- **Page**

===============

Hacker Read top | best | new | newcomments | leaders | about | bookmarklet login
Grad School Tuition Wavers to Be Taxed as Income in Congress's Tax Plan (www.theverge.com) similar stories update story
25.0 points by flaque | karma 2335 | avg karma 7.58 2017-11-08 19:21:27+00:00 | hide | past | favorite | 22 comments



view as:

I have no experience in this area but I assume these waivers come with "job like" research, teaching, and/or administrative support obligations attached, in which case the tax seems appropriate (and, as the author suggests, Universities would likely adapt to a new system, net-neutral to grad students).

If there are no such obligations attached, then how is a tuition waiver different from a merit- or need-based scholarship?


The disconnect here is that while the "job" of a grad student is to do things like research and teaching, it's not the tuition part that is paying for that "job", it's the stipend. The stipend is already taxed.

Put another way, one could reasonably say that an entry level trainee in science is worth about $30K a year pre-tax (roughly the grad stipend at Stanford while I was there). Maybe they're even worth $50K, which is roughly what can be gotten in industry as an undergrad fresh out of college in the biosciences. They are definitely not worth $70-$80K a year (stipend + tuition at a place like Stanford), and even so we would be taxing them on a salary they're not actually seeing.

It's much better to see these waivers as scholarships, which generally aren't taxable. I don't know how the tax plan treats scholarships or financial aid, but I hope they haven't decided that those are taxable too.

If they have decided scholarships still aren't taxable then I suppose universities could call everything a scholarship and use that as a loophole. In which case this part of the tax bill is pointless, incurring a massive administrative change for zero benefit of any sort. Also some universities, particularly public universities may have regulatory issues around limits to number of scholarships they can issue or how they can decide to issue scholarships.

===============

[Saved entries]
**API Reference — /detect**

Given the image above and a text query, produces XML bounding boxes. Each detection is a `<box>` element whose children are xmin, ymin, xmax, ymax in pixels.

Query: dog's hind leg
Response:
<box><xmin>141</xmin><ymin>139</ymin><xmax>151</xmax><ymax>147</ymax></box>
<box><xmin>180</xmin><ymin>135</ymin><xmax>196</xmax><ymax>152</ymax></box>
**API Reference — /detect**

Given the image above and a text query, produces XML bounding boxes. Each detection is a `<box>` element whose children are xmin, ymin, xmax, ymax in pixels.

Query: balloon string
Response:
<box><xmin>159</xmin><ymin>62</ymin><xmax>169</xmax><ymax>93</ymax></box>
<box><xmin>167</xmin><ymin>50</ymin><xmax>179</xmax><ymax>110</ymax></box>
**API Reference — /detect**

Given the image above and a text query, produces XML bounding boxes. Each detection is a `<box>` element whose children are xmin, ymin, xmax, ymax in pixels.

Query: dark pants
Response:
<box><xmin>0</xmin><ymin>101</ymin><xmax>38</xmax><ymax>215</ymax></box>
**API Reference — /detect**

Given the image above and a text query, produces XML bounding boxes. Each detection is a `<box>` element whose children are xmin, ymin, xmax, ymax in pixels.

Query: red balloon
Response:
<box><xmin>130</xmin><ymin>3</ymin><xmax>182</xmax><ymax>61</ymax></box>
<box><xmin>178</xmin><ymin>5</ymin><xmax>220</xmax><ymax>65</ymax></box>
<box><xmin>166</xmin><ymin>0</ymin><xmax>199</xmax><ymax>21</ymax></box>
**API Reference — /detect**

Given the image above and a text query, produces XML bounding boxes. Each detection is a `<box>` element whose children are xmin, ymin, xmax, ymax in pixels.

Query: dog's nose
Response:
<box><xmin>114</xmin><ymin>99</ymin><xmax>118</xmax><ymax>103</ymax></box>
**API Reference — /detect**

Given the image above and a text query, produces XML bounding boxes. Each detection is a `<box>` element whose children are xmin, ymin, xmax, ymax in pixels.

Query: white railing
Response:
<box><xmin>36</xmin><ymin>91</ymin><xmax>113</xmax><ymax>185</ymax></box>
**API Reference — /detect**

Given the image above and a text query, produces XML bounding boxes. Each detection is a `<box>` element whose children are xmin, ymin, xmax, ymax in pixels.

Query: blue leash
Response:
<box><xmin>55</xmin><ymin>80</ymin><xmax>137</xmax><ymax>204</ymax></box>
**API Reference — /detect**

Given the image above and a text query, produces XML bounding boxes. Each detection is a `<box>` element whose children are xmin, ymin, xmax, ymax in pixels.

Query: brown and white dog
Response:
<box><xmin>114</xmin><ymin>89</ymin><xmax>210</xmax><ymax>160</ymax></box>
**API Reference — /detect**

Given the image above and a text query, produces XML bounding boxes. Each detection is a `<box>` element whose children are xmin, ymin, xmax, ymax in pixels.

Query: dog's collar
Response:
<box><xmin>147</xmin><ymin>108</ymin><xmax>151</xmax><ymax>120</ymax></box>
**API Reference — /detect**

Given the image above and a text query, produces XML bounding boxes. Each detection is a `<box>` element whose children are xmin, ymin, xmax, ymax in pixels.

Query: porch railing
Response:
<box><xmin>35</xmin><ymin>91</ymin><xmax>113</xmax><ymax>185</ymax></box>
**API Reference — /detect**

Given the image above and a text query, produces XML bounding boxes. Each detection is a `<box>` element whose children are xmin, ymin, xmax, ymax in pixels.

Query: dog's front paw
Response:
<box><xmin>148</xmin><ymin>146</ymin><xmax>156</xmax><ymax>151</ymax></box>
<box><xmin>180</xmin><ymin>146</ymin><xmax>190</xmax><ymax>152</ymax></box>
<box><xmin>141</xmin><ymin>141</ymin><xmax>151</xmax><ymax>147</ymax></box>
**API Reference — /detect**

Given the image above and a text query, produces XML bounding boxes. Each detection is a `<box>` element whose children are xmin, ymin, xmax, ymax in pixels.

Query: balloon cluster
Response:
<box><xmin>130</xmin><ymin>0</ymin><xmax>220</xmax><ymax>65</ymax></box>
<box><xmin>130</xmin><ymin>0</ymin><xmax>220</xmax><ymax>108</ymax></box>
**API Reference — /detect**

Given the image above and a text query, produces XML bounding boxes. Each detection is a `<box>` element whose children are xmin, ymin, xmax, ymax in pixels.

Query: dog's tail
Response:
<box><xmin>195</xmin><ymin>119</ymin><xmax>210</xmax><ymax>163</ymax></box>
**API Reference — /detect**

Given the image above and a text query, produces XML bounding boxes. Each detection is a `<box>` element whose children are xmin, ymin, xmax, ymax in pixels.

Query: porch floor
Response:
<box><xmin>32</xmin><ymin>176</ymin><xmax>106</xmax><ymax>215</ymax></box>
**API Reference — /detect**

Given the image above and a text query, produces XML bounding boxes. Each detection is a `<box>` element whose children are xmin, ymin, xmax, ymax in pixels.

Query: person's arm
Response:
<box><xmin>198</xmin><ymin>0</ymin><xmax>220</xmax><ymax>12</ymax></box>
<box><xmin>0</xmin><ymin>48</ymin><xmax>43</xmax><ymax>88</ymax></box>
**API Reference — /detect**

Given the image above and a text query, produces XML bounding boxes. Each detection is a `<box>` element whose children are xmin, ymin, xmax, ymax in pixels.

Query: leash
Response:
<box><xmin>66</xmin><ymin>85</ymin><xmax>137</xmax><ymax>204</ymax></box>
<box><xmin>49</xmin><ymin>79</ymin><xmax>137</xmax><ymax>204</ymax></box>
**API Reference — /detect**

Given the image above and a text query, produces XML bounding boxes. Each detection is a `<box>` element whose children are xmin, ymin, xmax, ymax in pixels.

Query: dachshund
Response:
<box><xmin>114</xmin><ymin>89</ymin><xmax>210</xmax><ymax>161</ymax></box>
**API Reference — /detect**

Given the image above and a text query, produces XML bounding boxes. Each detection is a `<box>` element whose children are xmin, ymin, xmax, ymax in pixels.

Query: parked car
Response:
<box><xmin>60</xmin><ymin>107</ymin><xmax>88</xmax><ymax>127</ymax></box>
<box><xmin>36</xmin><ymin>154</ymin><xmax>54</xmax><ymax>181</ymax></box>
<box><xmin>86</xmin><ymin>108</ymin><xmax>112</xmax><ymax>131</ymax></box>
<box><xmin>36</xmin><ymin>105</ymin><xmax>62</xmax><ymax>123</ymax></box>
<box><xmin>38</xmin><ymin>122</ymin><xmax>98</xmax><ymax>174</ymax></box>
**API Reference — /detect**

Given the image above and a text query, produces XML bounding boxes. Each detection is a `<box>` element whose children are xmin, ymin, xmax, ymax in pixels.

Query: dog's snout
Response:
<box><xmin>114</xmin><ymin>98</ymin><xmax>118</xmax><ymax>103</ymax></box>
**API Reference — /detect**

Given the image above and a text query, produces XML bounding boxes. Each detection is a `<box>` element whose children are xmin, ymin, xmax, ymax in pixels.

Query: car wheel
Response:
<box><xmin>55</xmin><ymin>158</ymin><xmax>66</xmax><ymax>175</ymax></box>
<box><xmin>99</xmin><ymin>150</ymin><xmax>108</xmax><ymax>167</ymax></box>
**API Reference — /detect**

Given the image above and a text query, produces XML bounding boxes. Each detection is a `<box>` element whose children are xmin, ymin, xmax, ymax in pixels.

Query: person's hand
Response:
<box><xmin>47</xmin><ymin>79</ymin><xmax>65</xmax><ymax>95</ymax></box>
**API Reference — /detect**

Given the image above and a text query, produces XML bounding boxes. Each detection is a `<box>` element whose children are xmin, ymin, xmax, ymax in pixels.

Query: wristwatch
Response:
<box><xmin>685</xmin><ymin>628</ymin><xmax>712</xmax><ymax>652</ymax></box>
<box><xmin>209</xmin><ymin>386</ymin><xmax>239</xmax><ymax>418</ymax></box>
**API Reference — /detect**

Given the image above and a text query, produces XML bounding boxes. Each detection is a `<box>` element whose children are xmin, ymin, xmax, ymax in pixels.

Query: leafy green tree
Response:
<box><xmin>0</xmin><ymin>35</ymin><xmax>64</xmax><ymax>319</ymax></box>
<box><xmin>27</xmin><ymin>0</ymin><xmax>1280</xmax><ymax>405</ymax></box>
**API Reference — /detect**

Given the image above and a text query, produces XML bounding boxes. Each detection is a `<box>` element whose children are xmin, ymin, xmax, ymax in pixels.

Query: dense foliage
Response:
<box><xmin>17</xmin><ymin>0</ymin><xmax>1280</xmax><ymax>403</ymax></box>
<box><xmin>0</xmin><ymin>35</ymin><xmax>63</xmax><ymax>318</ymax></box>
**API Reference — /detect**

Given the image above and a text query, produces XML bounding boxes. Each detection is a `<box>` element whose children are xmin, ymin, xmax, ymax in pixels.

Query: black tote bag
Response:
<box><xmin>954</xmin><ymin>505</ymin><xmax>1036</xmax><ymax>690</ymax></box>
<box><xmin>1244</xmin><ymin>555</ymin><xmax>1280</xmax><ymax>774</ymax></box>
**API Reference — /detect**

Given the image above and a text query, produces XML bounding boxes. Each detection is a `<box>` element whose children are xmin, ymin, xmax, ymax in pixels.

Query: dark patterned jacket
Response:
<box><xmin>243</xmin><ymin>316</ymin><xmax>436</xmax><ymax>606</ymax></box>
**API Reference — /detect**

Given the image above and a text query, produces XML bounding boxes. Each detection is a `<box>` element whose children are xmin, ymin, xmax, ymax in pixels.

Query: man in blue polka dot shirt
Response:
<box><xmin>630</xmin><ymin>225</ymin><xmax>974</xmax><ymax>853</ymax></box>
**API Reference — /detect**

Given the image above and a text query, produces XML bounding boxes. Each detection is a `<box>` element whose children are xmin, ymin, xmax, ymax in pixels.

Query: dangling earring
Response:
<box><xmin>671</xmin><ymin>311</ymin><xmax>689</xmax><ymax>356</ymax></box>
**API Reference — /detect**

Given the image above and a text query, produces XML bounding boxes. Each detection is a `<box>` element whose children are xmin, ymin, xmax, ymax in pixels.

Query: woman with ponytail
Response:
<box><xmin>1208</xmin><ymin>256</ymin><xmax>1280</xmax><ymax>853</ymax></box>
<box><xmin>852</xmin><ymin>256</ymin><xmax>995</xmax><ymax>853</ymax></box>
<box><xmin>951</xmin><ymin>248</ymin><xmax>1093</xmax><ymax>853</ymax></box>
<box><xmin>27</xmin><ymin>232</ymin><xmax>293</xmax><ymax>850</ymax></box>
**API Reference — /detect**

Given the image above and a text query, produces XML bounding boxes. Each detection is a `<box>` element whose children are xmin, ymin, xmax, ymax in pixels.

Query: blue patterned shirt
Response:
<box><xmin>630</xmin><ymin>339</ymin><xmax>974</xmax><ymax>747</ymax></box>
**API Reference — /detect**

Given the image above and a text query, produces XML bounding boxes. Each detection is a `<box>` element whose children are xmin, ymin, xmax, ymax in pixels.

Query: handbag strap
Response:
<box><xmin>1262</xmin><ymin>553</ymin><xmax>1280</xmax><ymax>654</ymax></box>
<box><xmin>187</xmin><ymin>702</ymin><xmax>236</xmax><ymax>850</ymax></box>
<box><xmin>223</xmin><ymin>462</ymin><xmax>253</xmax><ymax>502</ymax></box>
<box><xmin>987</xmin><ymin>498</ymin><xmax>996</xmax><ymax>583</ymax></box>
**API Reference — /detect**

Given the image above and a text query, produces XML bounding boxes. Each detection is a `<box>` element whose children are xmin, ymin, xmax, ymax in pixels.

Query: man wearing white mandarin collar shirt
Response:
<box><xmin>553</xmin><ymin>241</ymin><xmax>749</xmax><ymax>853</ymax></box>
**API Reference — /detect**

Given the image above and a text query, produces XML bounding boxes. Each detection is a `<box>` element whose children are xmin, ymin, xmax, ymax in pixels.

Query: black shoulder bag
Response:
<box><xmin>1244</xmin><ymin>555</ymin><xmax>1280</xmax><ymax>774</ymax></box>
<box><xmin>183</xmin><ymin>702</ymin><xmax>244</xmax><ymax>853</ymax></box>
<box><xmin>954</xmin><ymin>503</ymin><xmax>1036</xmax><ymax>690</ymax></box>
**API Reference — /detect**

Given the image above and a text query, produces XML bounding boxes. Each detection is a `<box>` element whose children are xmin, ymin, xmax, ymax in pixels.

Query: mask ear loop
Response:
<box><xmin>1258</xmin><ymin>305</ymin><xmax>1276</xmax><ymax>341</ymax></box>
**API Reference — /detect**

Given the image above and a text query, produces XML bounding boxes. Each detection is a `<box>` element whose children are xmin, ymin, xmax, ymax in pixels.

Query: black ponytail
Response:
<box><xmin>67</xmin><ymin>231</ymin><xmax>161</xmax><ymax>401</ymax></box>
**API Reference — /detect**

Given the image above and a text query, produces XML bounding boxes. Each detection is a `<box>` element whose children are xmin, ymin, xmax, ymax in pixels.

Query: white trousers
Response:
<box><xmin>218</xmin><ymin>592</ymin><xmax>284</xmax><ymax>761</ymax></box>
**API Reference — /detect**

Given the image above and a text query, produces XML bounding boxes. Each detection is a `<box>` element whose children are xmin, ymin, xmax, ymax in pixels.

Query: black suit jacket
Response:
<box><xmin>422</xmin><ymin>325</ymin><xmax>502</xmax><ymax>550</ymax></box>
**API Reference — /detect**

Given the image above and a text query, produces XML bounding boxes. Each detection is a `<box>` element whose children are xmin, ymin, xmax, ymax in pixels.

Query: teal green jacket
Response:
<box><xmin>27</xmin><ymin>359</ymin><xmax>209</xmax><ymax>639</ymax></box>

===============

- **Objective A**
Summarize the thread in two sentences.
- **Objective B**
Reproduce the thread's wording from "Hacker Read top" to "or need-based scholarship?".

- **Full output A**
The thread concerns a congressional tax plan under which graduate school tuition waivers would be taxed as income. One commenter assumes the waivers come with job-like obligations that would make the tax appropriate, while another replies that the already-taxed stipend pays for that work, so the waivers are better seen as scholarships, which generally aren't taxable.

- **Full output B**
Hacker Read top | best | new | newcomments | leaders | about | bookmarklet login
Grad School Tuition Wavers to Be Taxed as Income in Congress's Tax Plan (www.theverge.com) similar stories update story
25.0 points by flaque | karma 2335 | avg karma 7.58 2017-11-08 19:21:27+00:00 | hide | past | favorite | 22 comments



view as:

I have no experience in this area but I assume these waivers come with "job like" research, teaching, and/or administrative support obligations attached, in which case the tax seems appropriate (and, as the author suggests, Universities would likely adapt to a new system, net-neutral to grad students).

If there are no such obligations attached, then how is a tuition waiver different from a merit- or need-based scholarship?